CHECK YOUR UNDERSTANDING
**a)** Copy, word for word, the part of the episode text that opens with the words "Episode chronology" and closes with "May 8, 1995.".
**b)** Answer these questions from the episode text:
(i) Who directed the episode?
(ii) Which episode of the series overall is "Explorers"?
(iii) What does Benjamin Sisko build in this episode?

PASSAGE TO READ
======

- Episode no.: Season 3 Episode 22
- Directed by: Cliff Bole
- Story by: Hilary J. Bader
- Teleplay by: René Echevarria
- Production code: 468
- Original air date: May 8, 1995

Guest appearances
- Marc Alaimo as Dukat; Bari Hochwald as Dr. Lense; Chase Masterson as Leeta;

Episode chronology
| ← Previous "The Die Is Cast" | Next → "Family Business" |
- Star Trek: Deep Space Nine season 3

= Explorers (Star Trek: Deep Space Nine) =

"Explorers" is the 68th episode of the television series Star Trek: Deep Space Nine, the 22nd episode of the third season. It premiered May 8, 1995.

Set in the 24th century, the series follows the adventures of the crew of the space station Deep Space Nine near the planet Bajor, as the Bajorans recover from a decades-long, brutal occupation by the imperialistic Cardassians. In this episode, the human station commander Benjamin Sisko, having taken an interest in Bajoran culture, builds a replica of an ancient Bajoran spacecraft.

======

Images for object localization:
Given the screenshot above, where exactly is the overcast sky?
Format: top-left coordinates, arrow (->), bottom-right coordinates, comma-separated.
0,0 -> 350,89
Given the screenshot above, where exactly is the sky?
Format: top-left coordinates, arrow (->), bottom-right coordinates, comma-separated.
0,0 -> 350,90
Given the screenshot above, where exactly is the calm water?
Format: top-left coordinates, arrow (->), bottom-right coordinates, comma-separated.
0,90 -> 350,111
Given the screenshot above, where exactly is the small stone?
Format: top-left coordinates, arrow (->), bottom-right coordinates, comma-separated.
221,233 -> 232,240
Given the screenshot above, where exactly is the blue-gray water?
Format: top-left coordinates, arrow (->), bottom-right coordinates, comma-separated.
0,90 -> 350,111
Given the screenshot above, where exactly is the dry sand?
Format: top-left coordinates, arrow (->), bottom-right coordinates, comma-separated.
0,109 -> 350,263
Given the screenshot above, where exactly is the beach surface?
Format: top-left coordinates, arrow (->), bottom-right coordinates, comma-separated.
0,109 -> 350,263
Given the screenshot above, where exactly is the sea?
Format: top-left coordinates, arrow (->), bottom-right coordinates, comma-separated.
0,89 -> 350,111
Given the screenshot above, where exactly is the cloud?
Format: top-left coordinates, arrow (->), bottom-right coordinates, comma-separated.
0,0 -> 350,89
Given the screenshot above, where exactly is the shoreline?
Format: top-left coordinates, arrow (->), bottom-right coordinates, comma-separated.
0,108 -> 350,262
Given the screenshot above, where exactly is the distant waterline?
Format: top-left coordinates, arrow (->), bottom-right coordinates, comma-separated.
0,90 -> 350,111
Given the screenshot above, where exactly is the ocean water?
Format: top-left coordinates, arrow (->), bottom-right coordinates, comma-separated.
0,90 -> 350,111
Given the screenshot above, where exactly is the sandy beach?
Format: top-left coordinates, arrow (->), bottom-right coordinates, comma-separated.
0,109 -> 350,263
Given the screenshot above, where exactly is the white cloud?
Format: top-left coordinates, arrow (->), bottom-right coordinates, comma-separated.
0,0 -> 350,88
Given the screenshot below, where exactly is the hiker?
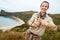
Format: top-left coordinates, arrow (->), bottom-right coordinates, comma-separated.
25,1 -> 57,40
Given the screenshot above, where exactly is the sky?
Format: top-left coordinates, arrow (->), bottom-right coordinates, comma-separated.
0,0 -> 60,14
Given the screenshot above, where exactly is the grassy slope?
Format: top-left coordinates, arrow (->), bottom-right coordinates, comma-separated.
0,11 -> 60,40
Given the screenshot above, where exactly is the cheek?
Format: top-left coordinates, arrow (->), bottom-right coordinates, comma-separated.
41,7 -> 48,11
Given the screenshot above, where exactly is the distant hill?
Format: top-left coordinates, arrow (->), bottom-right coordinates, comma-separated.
0,11 -> 60,25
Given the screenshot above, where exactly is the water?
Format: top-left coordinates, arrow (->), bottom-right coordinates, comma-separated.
0,16 -> 24,30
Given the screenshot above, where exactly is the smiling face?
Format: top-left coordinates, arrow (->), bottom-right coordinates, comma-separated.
40,2 -> 49,13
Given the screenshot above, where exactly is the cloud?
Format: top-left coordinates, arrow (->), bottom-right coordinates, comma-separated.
0,0 -> 60,13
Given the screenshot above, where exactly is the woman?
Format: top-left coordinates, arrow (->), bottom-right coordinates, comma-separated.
25,1 -> 57,40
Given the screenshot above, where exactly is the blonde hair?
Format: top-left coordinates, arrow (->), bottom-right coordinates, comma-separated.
40,1 -> 49,8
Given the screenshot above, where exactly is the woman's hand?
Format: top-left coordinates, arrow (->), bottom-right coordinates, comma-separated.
40,19 -> 49,26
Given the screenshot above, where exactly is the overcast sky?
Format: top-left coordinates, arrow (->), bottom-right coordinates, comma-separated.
0,0 -> 60,13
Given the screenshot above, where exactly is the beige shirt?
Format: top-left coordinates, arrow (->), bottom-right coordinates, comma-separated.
28,13 -> 57,36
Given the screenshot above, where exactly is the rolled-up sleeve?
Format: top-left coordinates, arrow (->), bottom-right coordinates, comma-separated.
49,18 -> 57,30
28,13 -> 37,23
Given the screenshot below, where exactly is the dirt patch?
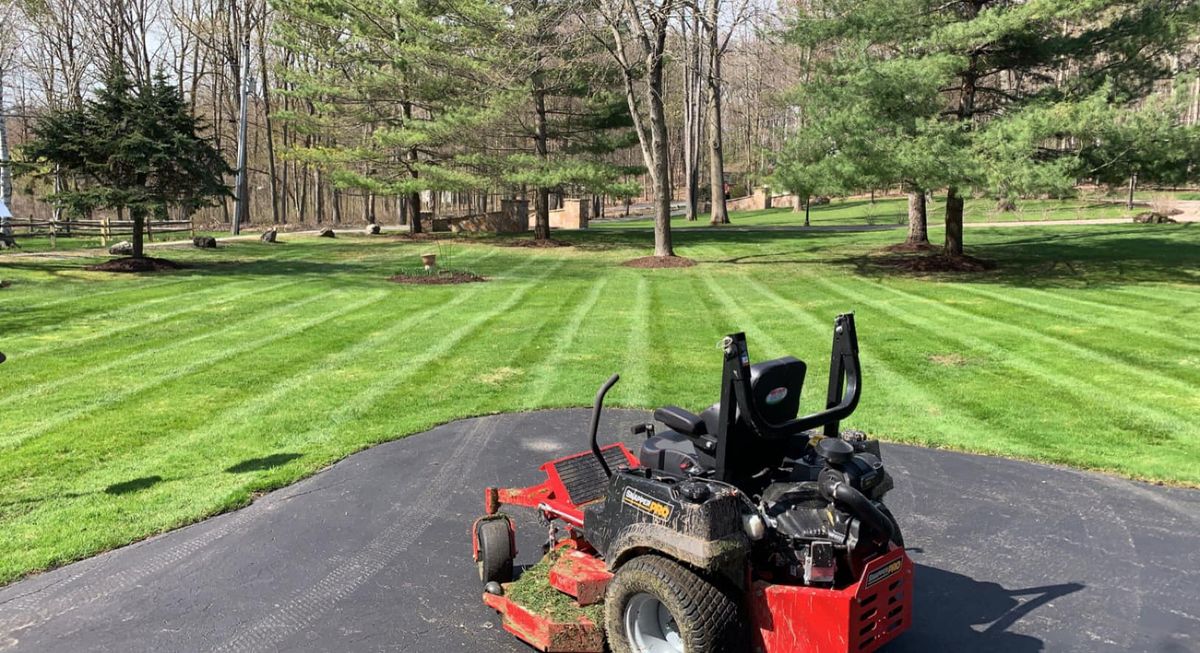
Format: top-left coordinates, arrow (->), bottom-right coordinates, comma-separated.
622,256 -> 696,268
86,257 -> 184,272
496,238 -> 575,248
880,241 -> 941,253
388,232 -> 454,240
1133,211 -> 1176,224
388,271 -> 487,286
874,253 -> 996,274
929,354 -> 967,367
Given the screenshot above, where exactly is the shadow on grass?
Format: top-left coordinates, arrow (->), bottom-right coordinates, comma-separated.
226,454 -> 300,474
828,224 -> 1200,287
888,564 -> 1085,653
104,475 -> 163,496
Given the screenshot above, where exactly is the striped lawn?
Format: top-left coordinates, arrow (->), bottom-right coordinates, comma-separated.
0,226 -> 1200,582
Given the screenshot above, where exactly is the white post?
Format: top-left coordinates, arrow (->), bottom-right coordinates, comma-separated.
230,37 -> 250,235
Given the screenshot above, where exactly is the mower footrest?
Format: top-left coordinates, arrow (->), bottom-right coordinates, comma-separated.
550,551 -> 612,606
484,593 -> 604,653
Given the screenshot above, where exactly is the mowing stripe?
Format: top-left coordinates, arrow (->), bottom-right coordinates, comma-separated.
708,270 -> 1019,444
522,276 -> 608,409
936,283 -> 1200,349
6,278 -> 240,345
49,258 -> 564,490
0,280 -> 334,408
7,280 -> 304,358
873,278 -> 1196,396
2,276 -> 194,311
0,253 -> 520,627
622,276 -> 650,406
0,290 -> 386,449
815,272 -> 1189,433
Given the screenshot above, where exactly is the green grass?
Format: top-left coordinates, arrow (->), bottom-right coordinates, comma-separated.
0,216 -> 1200,583
594,196 -> 1144,228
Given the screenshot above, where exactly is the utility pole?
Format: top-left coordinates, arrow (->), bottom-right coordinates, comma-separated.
0,67 -> 12,244
229,36 -> 251,235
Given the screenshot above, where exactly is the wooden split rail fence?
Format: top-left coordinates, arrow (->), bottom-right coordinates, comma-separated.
1,220 -> 196,246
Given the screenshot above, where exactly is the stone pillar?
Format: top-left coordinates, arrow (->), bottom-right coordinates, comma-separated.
557,198 -> 592,229
754,186 -> 770,209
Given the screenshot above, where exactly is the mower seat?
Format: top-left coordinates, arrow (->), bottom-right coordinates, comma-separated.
637,431 -> 714,477
654,406 -> 709,436
638,357 -> 806,477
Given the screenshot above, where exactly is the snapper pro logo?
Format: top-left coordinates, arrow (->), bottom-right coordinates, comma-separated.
622,487 -> 672,520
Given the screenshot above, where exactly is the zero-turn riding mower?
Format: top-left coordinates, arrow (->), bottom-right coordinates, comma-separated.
472,314 -> 913,653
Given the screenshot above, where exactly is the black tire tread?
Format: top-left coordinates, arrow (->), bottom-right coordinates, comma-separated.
476,519 -> 514,585
605,555 -> 745,653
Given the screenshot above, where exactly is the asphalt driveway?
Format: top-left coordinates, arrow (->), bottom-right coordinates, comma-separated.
0,411 -> 1200,653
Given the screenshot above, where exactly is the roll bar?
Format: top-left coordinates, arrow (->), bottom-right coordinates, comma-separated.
588,375 -> 620,478
716,313 -> 863,478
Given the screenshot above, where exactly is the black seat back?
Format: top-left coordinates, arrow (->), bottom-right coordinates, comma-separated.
750,357 -> 808,423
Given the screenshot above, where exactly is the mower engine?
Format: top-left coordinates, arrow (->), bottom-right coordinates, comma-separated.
754,432 -> 900,587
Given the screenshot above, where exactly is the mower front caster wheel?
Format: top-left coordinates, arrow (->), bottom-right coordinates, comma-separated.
604,556 -> 744,653
475,517 -> 516,586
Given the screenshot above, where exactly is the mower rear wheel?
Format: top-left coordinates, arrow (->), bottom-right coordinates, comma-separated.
604,556 -> 745,653
475,517 -> 516,585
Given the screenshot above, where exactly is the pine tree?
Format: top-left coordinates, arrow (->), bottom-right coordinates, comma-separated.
24,62 -> 230,258
479,0 -> 643,240
792,0 -> 1200,256
276,0 -> 503,232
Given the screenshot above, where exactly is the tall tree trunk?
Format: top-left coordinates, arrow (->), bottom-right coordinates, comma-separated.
946,0 -> 984,256
707,0 -> 724,224
130,208 -> 146,258
683,10 -> 702,222
647,54 -> 674,256
401,102 -> 422,234
946,186 -> 964,256
905,188 -> 929,245
532,71 -> 550,240
0,70 -> 12,245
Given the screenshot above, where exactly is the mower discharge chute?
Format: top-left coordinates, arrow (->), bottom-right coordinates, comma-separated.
472,314 -> 913,653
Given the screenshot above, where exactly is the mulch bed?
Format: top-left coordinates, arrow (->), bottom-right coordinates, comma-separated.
386,232 -> 455,240
86,257 -> 184,272
622,256 -> 696,268
880,242 -> 941,253
494,238 -> 575,248
388,271 -> 487,286
872,253 -> 996,272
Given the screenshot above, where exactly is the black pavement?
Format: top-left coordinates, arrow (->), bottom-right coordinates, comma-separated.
0,411 -> 1200,653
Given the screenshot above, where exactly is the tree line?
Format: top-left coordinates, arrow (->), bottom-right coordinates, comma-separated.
775,0 -> 1200,256
0,0 -> 1200,256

======

PROBLEM SOLUTIONS
**a)**
Episode chronology
| ← Previous "The Die Is Cast" | Next → "Family Business" |
- Star Trek: Deep Space Nine season 3

= Explorers (Star Trek: Deep Space Nine) =

"Explorers" is the 68th episode of the television series Star Trek: Deep Space Nine, the 22nd episode of the third season. It premiered May 8, 1995.

**b)**
(i) Cliff Bole
(ii) The 68th episode
(iii) A replica of an ancient Bajoran spacecraft